→ What you are asked to do: Extend the legal passage below on the contracts among Spilca, Rio Grande and Chevron, picking up after its final sentence.

:: Text provided

9. While not necessarily dispositive, it is useful to consider the types of contracts the parties entered in order to determine their expectations regarding their respective duties. Spilca and Rio Grande entered into two written contracts: (1) a station lease agreement, which created a landlord-tenant relationship allowing Spilca to operate the retail gas station; and (2) a sales agreement, which governed Rio Grande's distribution of gas and petroleum products to Spilca for retail sale. In turn, Rio Grande and Chevron were bound by two contracts: (1) an "authorization letter for branded retail outlets," which authorized the use of Chevron's insignia at the gas station; and (2) a "Chevron Branded Jobber Petroleum Products Agreement," which governed the sale of Chevron products to Rio Grande for retail distribution.

::::
:: Supplied material

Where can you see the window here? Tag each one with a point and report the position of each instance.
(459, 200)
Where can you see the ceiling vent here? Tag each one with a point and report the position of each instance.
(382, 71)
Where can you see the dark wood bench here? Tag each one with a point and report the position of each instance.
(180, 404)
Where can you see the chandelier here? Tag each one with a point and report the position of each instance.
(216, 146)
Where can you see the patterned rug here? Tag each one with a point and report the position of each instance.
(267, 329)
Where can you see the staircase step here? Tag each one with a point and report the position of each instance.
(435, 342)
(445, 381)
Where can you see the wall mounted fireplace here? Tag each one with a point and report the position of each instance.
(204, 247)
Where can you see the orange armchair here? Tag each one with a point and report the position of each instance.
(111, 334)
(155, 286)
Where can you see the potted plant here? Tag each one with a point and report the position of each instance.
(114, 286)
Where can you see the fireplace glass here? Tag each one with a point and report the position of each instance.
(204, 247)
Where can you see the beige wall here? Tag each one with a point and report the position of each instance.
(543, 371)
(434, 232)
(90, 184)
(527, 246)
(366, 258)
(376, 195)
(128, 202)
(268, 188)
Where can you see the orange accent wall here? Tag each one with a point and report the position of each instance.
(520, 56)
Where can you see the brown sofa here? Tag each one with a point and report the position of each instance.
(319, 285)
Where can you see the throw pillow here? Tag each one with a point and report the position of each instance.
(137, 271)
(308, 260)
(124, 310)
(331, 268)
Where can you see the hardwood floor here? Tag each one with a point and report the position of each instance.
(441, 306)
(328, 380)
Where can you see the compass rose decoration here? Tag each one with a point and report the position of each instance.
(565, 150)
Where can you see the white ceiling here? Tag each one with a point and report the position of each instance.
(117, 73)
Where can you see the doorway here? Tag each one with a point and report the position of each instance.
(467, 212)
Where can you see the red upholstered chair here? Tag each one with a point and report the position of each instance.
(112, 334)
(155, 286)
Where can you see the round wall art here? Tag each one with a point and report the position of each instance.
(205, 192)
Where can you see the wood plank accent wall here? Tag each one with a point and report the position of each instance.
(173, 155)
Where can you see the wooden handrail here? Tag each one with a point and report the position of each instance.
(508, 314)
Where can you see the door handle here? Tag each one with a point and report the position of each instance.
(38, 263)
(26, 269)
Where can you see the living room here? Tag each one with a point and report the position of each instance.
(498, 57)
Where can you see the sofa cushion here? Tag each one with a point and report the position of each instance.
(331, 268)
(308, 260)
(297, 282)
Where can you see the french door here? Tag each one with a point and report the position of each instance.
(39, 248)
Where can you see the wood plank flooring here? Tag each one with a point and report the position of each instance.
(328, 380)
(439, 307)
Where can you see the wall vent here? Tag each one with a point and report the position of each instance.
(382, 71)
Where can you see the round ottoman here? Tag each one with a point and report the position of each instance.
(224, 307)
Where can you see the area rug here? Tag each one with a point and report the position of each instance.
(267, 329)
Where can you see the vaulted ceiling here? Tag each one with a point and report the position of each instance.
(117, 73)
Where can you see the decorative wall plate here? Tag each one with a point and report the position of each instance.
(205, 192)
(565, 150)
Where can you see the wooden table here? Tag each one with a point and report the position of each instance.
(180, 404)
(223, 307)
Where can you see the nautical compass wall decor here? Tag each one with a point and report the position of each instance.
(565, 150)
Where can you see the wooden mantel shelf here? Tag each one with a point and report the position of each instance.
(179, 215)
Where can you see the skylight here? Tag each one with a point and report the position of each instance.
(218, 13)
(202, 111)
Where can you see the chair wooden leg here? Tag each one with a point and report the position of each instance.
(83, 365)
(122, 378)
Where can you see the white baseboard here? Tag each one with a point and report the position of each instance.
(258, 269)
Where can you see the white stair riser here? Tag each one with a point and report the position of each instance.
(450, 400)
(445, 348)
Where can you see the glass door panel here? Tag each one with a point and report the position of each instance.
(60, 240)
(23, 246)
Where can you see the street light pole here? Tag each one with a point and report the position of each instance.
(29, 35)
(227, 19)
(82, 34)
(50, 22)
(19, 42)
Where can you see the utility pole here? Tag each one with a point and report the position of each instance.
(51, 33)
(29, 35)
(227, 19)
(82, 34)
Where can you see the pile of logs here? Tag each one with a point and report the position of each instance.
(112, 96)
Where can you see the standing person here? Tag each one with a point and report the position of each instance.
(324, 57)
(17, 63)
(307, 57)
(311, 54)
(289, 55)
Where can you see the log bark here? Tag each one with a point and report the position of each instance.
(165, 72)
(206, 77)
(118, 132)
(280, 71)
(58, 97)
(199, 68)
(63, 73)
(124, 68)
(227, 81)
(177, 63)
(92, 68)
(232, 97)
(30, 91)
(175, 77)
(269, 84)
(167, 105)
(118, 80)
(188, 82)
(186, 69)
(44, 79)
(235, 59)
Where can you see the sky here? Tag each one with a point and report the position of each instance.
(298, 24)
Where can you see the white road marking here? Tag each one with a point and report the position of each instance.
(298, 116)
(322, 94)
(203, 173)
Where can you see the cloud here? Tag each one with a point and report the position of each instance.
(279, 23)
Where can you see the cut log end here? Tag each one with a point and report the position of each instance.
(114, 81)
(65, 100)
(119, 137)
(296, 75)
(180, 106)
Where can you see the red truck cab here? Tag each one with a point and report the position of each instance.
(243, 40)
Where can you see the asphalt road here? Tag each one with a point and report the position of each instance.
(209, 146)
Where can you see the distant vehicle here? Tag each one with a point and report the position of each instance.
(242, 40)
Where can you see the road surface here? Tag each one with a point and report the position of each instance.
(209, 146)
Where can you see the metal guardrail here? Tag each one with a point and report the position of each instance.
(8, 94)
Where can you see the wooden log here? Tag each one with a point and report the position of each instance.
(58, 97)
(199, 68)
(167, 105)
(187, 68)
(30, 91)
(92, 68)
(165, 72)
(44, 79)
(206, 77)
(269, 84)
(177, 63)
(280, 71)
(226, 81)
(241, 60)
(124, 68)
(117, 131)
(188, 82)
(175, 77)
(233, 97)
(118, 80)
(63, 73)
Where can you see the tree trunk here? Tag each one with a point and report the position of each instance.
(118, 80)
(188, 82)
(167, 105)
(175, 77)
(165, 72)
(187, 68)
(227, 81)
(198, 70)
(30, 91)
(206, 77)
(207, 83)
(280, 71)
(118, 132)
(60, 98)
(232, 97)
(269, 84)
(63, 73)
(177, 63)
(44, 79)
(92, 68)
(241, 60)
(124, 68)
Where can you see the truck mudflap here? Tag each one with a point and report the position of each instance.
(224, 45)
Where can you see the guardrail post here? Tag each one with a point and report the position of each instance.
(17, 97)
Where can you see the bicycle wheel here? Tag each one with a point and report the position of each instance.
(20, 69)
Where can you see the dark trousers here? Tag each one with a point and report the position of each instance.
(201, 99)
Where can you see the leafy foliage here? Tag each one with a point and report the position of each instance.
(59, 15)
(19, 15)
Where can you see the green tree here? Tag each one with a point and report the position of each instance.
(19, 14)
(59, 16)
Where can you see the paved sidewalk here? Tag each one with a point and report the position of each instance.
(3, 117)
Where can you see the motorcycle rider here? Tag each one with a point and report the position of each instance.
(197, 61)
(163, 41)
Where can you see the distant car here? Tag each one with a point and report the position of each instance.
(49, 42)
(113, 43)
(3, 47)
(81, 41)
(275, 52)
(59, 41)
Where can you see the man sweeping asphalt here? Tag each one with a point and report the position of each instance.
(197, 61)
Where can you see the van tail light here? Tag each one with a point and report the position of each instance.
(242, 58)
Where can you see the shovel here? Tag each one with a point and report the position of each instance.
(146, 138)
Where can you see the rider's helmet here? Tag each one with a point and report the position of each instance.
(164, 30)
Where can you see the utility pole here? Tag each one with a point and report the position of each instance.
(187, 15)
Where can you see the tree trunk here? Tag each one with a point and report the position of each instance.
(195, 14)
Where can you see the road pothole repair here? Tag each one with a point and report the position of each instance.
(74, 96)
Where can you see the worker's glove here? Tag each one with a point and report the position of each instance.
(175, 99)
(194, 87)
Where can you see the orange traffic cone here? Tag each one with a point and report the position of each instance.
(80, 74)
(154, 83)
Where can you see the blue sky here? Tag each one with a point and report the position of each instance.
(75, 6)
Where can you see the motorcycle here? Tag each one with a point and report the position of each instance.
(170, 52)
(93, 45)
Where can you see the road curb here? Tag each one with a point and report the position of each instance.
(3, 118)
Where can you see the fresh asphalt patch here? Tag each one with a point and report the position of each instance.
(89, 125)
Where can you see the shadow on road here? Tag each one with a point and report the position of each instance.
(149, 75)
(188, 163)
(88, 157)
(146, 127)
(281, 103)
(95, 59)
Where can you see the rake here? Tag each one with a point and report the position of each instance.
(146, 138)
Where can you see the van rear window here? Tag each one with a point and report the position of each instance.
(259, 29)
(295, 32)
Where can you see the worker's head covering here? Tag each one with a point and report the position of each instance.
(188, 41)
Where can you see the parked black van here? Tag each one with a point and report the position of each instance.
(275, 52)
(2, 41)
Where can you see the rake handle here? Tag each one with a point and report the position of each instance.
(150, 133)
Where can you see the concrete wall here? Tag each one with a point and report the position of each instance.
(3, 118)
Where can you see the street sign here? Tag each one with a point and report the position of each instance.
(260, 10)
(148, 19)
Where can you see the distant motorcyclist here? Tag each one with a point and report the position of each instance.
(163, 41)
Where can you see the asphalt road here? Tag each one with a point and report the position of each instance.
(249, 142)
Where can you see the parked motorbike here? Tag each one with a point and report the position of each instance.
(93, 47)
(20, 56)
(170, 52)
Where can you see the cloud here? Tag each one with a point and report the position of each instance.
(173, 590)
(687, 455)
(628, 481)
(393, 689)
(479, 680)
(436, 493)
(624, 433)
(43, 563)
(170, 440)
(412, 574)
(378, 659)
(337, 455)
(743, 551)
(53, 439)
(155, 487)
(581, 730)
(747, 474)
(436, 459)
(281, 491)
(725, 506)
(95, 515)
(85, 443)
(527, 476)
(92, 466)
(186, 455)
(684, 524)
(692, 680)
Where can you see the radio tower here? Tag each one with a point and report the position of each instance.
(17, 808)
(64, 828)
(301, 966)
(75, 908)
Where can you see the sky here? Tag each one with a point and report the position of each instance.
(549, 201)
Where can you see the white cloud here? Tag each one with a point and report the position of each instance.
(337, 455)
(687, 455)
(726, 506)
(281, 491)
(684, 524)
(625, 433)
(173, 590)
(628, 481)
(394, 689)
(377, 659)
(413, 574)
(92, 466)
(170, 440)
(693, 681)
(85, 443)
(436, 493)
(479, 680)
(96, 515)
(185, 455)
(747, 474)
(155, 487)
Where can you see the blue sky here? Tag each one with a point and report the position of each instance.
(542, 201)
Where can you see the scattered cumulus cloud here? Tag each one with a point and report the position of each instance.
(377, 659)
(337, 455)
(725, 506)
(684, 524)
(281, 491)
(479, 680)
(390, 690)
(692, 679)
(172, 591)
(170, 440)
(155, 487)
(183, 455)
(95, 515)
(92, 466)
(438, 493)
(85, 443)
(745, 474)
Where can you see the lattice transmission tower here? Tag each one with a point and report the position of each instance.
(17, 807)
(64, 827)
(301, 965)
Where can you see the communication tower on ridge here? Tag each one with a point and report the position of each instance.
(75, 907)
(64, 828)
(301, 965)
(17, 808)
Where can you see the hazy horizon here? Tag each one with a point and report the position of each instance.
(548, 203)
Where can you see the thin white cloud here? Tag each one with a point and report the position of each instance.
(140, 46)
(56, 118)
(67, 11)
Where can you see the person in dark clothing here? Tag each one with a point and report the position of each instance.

::::

→ Expected answer:
10. We recognize that sometimes a franchise agreement may provide a franchisor with control over a franchisee's day-to-day operations. See, e.g., Crinkley v. Holiday Inns, Inc., 844 F.2d 156, 159 (4th Cir.1988); Spencer v. Resorts & Spas, Ltd., 684 F.Supp. 842, 843 (M.D.Pa.1988); Cislaw, 6 Cal.Rptr.2d at 394; O'Bryant v. Century 21 S. Cent. States, Inc., 899 S.W.2d 270, 272 (Tex.Ct.App.1995); cf. Ortega v. General Motors Corp., 392 So.2d 40 (Fla.Dist.Ct.App.1980). However, in this case, Chevron did not directly enter into any contract with Spilca, and nothing in any of the contracts indicates that Chevron either had the right to, or purported to, govern the gas station's operation sufficiently to create a duty to protect invitees and employees. In fact, Chevron was expressly prohibited from interfering with the gas station's daily business operations.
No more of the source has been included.